• What to work on:
Pick out every line of the records that contains the string "garage", matching case exactly.

• Data shown:
○ ○ ○ ○ ○ ○ ○

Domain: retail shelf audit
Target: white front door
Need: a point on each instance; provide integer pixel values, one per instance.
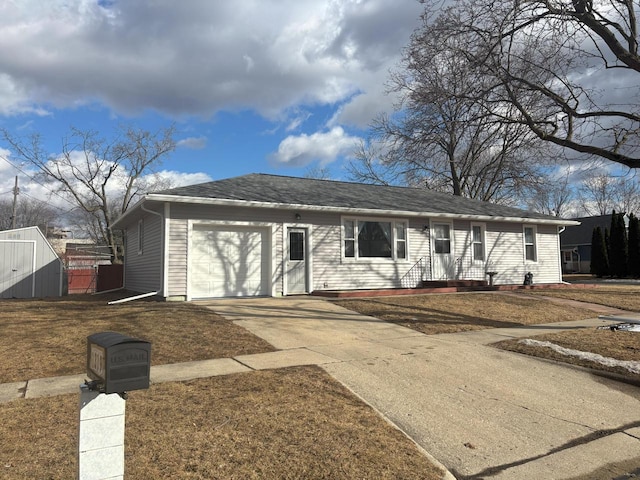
(296, 263)
(443, 262)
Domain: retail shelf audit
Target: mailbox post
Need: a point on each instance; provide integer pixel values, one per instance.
(116, 364)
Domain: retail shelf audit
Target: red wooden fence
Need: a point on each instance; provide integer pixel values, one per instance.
(90, 280)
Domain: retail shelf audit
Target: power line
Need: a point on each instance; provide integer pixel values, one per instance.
(36, 181)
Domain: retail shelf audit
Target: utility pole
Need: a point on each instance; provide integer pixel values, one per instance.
(16, 190)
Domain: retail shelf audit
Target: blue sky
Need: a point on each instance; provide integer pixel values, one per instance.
(272, 86)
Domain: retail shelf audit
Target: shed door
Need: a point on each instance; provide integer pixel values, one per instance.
(443, 264)
(228, 262)
(17, 269)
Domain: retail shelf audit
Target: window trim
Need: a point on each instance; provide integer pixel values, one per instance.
(394, 239)
(534, 231)
(472, 242)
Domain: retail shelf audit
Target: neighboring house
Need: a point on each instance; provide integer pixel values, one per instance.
(575, 242)
(29, 267)
(271, 235)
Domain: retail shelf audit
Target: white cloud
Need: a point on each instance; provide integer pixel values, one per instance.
(326, 147)
(266, 56)
(179, 179)
(193, 143)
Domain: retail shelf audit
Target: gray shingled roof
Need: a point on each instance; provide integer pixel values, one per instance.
(328, 193)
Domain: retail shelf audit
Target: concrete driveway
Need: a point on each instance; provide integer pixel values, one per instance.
(482, 412)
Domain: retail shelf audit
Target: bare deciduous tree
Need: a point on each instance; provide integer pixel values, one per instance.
(601, 193)
(551, 197)
(565, 69)
(441, 135)
(102, 177)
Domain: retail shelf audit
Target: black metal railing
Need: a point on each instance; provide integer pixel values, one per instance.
(416, 274)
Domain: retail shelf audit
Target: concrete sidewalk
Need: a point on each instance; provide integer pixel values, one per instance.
(479, 411)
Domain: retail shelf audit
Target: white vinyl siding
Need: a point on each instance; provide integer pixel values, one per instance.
(329, 269)
(505, 252)
(177, 268)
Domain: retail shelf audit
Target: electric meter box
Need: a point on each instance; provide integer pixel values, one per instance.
(118, 363)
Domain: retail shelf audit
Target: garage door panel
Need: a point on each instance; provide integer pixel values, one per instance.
(228, 262)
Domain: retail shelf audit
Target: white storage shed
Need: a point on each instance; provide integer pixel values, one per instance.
(29, 267)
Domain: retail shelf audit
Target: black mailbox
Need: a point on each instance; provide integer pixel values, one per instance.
(118, 363)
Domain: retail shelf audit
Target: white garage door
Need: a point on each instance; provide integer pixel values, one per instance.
(228, 262)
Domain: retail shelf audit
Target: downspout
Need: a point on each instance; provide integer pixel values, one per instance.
(162, 243)
(560, 230)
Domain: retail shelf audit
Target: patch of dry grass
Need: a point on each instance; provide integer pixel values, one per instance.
(624, 297)
(620, 345)
(43, 338)
(445, 313)
(279, 424)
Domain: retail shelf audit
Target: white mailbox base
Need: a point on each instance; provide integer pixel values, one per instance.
(101, 438)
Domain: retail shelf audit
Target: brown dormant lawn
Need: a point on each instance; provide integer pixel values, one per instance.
(433, 314)
(625, 297)
(278, 424)
(51, 334)
(445, 313)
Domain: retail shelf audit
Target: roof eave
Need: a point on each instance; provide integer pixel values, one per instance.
(346, 210)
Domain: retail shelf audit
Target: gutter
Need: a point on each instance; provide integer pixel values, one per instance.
(347, 210)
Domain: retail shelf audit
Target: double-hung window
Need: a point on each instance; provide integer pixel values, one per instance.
(530, 253)
(365, 238)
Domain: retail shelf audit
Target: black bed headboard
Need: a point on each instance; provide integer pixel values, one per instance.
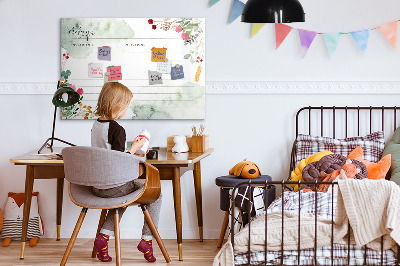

○ ○ ○ ○ ○ ○ ○

• In response:
Target: garage door panel
Target: white garage door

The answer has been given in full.